→ Selected excerpt:
Abuse of right. Another legal principle that the text delves into (84) is that of “abuse of right”, in tandem with the above-mentioned “good faith.” These are general principles of law found, in some form or another, in most legal systems. The text cites Article 300 of UNCLOS, which lays down that “States Parties shall fulfill in good faith the obligations assumed under this Convention and shall exercise the rights, jurisdiction and freedoms recognized in this Convention in a manner which would not constitute an abuse of right,” adding that Manila has not done so by seeking to bypass Beijing’s refusal to engage in arbitration and existing agreements to settle the dispute by negotiations.

Dataset records on object locations
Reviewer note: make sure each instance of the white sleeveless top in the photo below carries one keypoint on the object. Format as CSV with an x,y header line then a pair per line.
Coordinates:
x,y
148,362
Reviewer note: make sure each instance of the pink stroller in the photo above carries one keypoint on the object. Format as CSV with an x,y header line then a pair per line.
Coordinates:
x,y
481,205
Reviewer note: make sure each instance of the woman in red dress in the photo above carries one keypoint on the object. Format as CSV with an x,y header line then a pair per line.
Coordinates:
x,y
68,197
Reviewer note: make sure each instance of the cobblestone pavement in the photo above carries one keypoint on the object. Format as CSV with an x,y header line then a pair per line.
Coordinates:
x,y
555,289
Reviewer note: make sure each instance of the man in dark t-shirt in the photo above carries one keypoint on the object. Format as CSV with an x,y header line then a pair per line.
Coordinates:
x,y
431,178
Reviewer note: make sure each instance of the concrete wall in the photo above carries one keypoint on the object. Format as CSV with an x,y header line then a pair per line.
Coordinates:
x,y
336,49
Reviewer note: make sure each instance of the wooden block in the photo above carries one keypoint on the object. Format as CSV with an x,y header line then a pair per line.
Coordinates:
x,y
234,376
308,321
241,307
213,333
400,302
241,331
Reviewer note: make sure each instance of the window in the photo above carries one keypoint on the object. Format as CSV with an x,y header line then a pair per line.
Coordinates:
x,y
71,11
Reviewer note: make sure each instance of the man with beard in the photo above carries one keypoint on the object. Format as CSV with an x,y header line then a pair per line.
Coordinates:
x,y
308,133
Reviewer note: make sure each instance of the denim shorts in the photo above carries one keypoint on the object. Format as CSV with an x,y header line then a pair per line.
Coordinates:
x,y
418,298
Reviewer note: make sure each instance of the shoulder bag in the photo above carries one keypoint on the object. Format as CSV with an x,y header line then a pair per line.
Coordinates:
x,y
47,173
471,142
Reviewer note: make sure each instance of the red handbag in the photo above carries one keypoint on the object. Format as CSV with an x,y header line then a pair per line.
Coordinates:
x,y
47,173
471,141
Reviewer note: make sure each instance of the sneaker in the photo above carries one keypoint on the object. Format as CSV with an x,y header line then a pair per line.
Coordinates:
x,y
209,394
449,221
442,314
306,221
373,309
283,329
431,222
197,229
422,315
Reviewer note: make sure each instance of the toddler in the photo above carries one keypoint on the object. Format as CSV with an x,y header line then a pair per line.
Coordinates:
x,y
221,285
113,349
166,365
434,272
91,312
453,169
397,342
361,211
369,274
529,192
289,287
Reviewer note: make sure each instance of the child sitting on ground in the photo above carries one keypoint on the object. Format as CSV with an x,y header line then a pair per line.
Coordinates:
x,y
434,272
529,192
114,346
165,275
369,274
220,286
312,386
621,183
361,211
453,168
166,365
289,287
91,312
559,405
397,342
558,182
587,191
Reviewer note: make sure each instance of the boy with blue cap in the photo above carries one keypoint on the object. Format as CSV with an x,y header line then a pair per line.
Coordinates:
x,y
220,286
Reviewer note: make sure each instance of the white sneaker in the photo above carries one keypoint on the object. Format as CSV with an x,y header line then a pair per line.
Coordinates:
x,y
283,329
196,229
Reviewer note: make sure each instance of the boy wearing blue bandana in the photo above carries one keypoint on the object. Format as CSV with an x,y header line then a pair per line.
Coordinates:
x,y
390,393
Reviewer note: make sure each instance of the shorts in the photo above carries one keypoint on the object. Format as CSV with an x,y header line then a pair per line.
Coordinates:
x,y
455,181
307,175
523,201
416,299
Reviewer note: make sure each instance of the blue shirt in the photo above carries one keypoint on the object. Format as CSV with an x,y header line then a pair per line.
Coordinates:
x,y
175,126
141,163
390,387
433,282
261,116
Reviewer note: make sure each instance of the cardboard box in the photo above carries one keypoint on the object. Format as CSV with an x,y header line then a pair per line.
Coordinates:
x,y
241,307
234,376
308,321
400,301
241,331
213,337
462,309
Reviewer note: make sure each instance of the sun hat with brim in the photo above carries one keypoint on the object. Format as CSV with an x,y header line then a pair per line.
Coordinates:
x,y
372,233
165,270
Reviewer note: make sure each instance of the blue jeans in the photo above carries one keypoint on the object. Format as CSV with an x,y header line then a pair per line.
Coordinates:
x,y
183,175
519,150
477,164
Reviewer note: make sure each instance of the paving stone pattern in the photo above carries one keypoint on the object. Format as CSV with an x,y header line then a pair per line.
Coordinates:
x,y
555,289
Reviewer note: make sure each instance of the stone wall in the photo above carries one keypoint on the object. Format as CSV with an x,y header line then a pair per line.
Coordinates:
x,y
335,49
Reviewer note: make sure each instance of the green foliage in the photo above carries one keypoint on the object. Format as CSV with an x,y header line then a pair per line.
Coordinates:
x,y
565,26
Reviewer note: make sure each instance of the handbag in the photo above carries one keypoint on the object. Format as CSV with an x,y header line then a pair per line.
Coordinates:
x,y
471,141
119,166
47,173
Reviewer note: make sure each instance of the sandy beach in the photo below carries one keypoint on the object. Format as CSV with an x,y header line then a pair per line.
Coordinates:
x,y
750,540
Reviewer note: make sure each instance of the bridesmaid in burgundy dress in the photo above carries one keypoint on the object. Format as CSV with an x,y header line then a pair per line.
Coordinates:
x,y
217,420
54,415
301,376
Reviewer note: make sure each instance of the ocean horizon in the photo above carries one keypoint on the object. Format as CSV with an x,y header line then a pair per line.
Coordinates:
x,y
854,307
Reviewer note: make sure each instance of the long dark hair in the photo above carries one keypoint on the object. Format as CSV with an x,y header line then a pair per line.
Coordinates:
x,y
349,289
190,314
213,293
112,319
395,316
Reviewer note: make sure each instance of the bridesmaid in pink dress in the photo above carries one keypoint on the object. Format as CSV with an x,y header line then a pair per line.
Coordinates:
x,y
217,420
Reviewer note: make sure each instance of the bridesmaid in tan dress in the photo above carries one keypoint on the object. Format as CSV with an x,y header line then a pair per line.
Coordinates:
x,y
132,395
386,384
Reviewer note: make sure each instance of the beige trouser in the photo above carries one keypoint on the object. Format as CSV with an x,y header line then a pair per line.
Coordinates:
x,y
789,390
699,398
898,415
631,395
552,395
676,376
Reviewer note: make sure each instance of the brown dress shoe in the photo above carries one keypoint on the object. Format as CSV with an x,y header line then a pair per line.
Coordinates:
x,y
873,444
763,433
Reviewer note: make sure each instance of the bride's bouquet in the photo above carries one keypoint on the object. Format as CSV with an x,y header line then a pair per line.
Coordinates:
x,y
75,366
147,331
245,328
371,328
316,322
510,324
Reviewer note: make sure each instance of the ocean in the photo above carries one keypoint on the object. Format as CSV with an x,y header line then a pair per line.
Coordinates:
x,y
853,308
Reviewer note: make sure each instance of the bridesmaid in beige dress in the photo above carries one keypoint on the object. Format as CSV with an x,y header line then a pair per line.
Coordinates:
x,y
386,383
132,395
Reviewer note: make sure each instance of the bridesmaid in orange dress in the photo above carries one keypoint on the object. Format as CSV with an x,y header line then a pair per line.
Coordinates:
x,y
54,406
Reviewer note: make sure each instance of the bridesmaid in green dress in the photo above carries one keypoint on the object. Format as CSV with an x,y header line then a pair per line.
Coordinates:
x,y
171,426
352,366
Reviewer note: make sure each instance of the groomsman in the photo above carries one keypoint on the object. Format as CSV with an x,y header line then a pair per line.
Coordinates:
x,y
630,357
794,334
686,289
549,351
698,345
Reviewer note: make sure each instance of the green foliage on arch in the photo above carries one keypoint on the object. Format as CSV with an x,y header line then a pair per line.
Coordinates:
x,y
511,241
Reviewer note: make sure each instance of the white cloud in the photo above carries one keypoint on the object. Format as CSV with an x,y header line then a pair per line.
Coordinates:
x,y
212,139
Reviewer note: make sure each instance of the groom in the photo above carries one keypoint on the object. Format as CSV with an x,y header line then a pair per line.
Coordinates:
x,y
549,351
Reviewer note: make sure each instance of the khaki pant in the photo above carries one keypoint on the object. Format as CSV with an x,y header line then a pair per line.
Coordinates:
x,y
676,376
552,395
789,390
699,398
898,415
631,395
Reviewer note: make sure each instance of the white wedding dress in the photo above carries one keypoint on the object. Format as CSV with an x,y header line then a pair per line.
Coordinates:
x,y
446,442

→ Exercise: Carry the passage on abuse of right under UNCLOS forward, picking up after its final sentence. The data comes from a separate source.

→ The result:
Conclusions. Beijing’s document, despite stressing that it is not a formal reply, systematically rejects all of Manila’s arguments, while summarizing China’s position. While China emphasizes the Philippines’ alleged promise to deal with the issue bilaterally, the text refers to treaties between other countries, mentions ASEAN, and touches upon the sensitive issue of Taiwan, in a reminder of how difficult it is to keep things bilateral in this corner of the world. Reading in between lines we can also see how history casts a long shadow over Beijing’s position, a position which is not always free from contradictions, for example when it defends the delay in opening up negotiations with Manila by stressing the complexities involved due to among others the large number of parties, while at the same time emphasizing her traditional stance that the dispute should be approached bilaterally. At the end of the day, it will be might (in a broad sense of the word, not necessarily limited to naval power, and in particular traditional lethal naval power), rather than right which will determine the fate of the South China Sea, but this does not mean that international law will not play a role, and hence the need to carefully follow developments in the international arbitration case initiated by the Philippines, together with rearmament and greater coordination among maritime democracies.

Alex Calvo is a guest professor at Nagoya University (Japan) focusing on security and defence policy, international law, and military history in the Indian-Pacific Ocean Region. A member of the Center for International Maritime Security (CIMSEC) and Taiwan’s South China Sea Think-Tank, he is currently writing a book about Asia’s role and contribution to the Allied victory in the Great War. He tweets @Alex__Calvo and his work can be found here.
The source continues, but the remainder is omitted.